### Estratto del testo
━━━━━━━━━━━━━━━━━━━━━━━━━━━━━━

‘I buoni individui possono ottenere credito, ma i manager capaci guadagnano denaro’
James C. Van Horn, 1984, p. 152 [1]
La valutazione dell’efficacia degli aiuti alle imprese costituisce uno degli ambiti della ricerca valutativa in cui è più diffuso l’utilizzo di avanzati modelli quantitativi di analisi contro-fattuale. [2]
Come sovente accede nelle analisi economiche, l’uso di equazioni e strumenti statistici ed econometrici conferisce grande appeal a questo tipo di analisi e genera il forte rischio di confondere l’albero e la foresta.
La valutazione contro-fattuale degli effetti dei regimi di aiuto con fondati modelli analitici è certamente importante, ma non va perso di vista il fatto che per capire bene quegli effetti e, quindi, aggiustare in seguito le sottostanti politiche pubbliche, bisogna anche esaminare con molta attenzione:
1. la capacità di decisori pubblici e burocrati di loro fiducia di riuscire a “raggiungere” le imprese che hanno realmente bisogno degli aiuti (targeting delle imprese beneficiarie);
2. l’iter amministrativo dei regimi di aiuto;
3. il tasso di risposta delle imprese agli avvisi di finanziamento;
4. in quale misura gli investimenti ammessi a beneficio siano stati regolarmente conclusi; e
5. in che misura gli investimenti realizzati siano congruenti con le caratteristiche tecniche e con il grado di maturità tecnologica fissati come obiettivo dai policy makers.
Si consideri il caso dei regimi di aiuto a sostegno della Ricerca e dell’Innovazione (R&I) che, in linea di principio, dovrebbero essere quelli potenzialmente più efficaci per aumentare la produttività e la competitività delle imprese. Anche nel caso in cui la formulazione e la gestione dei regimi di aiuto fosse tale da garantire una soddisfacente “addizionalità” degli investimenti, di per sé, questo solo in parte si potrebbe considerare come un effettivo segnale del successo degli aiuti. Invero, qualora le caratteristiche e il grado di maturità tecnologica degli investimenti completati non corrispondessero alle caratteristiche sperate dai decisori pubblici potrebbero registrarsi nel medio termine due effetti indesiderati:
- gli impatti su produttività e competitività delle imprese nel medio termine sono deludenti;
- gli investimenti si rilevano non sostenibili sotto il profilo economico (in altri termini, si registrano effetti temporanei, molto condizionati dagli aiuti che, a distanza di poco tempo, si riducono, finanche ad annullarsi completamente). [3]
La valutazione delle questioni indicate nei punti da 2 a 4 di cui sopra è agevolata da un efficace sistema di monitoraggio che rilevi costantemente avanzamento procedurale e finanziario degli interventi.
La valutazione tramite indicatori quantificabili dell’efficienza dei meccanismi di gestione degli aiuti, infatti, si fonda sulla disponibilità di dati amministrativi raccolti tramite il monitoraggio (e anche i controlli) sull’avanzamento dell’iter amministrativo inerenti gli interventi, che prende le mosse dalla ricostruzione del “parco progetti” e termina con analisi su relazioni dei vertici apicali delle imprese beneficiarie e controlli in loco per verificare il completamento fisico e la congruenza con le indicazioni degli avvisi di finanziamento degli investimenti realizzati.

━━━━━━━━━━━━━━━━━━━━━━━━━━━━━━

### Voci estratte
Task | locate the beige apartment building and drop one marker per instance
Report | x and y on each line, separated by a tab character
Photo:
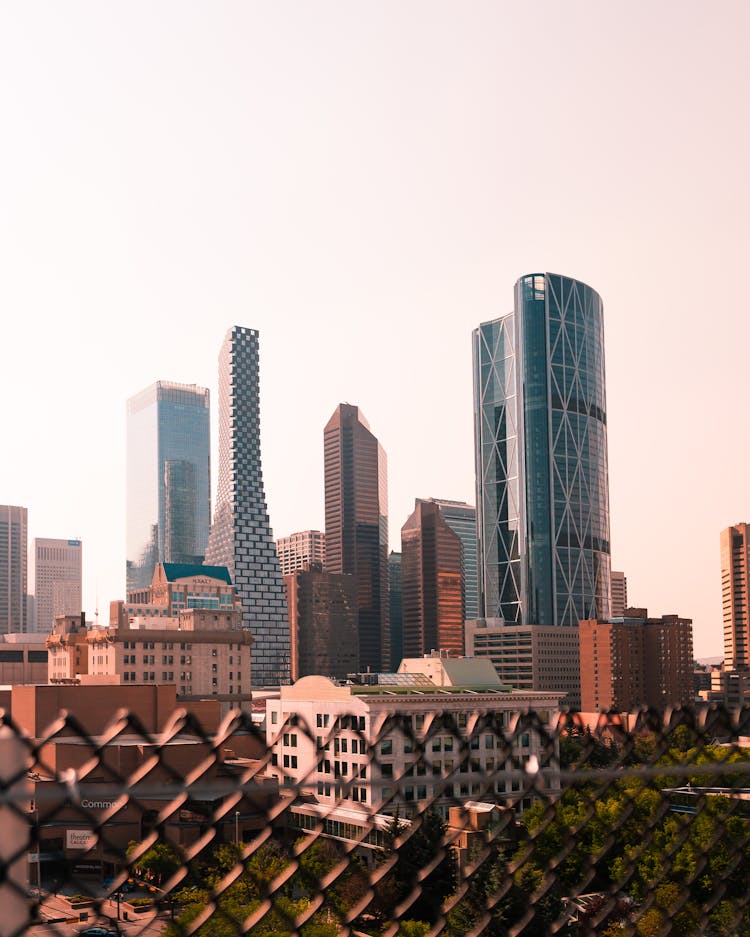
185	632
735	596
67	649
399	741
299	550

━━━━━━━━━━━━━━━━━━━━━━━━━━━━━━

Prosegui il testo sulla valutazione degli aiuti alle imprese, riprendendo subito dopo la sua ultima frase. Le voci non hanno alcun legame con il testo sulla valutazione degli aiuti alle imprese.

Gli indicatori “derivati” di avanzamento procedurale di ordine generale che vengono usati anche nel caso della valutazione degli aiuti alle imprese sono:
• Indicatore di capacità progettuale. E’ il rapporto fra progetti di investimento valutati come ammissibili (imprese ammissibili) e progetti presentati (imprese che hanno avanzato richiesta di contributo);
• Indicatore di finanziamento. In generale è dato dal rapporto tra i progetti ammessi a beneficio e quelli valutati finanziabili, oppure dal rapporto fra fondi agevolati richiesti e totale dei fondi stanziati dall’avviso di finanziamento. Nel caso di contributi alle imprese si parla di tasso di take up, definito come rapporto fra imprese che hanno avanzato formale richiesta di aiuto e totale delle imprese potenzialmente ammissibili a beneficio.
• Indicatore di efficienza attuativa. È il rapporto fra progetti avviati e progetti approvati;
• Indicatori di riuscita attuativa. E’ il rapporto tra i progetti conclusi e quelli avviati;
• Indicatore di mortalità dei progetti finanziati. È un indicatore dato dal rapporto fra progetti non realizzati per revoca o rinuncia e progetti approvati.
Per ciascuno di questi indicatori, solo analizzando insieme fattori quali le caratteristiche del sistema produttivo interessato, l’evoluzione delle dinamiche socio-economiche e la composizione del “parco progetti” si può capire davvero il loro valore. Ne è chiara testimonianza il c.d. Indicatore di mortalità dei progetti finanziati. In relazione a questo indicatore bisogna in primo luogo considerare la congiuntura economica. E’ fisiologico, infatti, che la mortalità dei progetti sia particolarmente elevata nelle fasi di congiuntura economica negativa, dal momento che, a fronte delle difficoltà di autofinanziamento, le imprese rinunciano a completare gli investimenti (e al finanziamento già concesso) in quanto non sono in grado di alimentare la quota di cofinanziamento senza ingenerare situazioni di stress finanziario alle imprese.
Fra questi indicatori è particolarmente rilevante il c.d. Indicatore di finanziamento (nel caso degli aiuti alle imprese, indicato più propriamente come “tasso di take up”).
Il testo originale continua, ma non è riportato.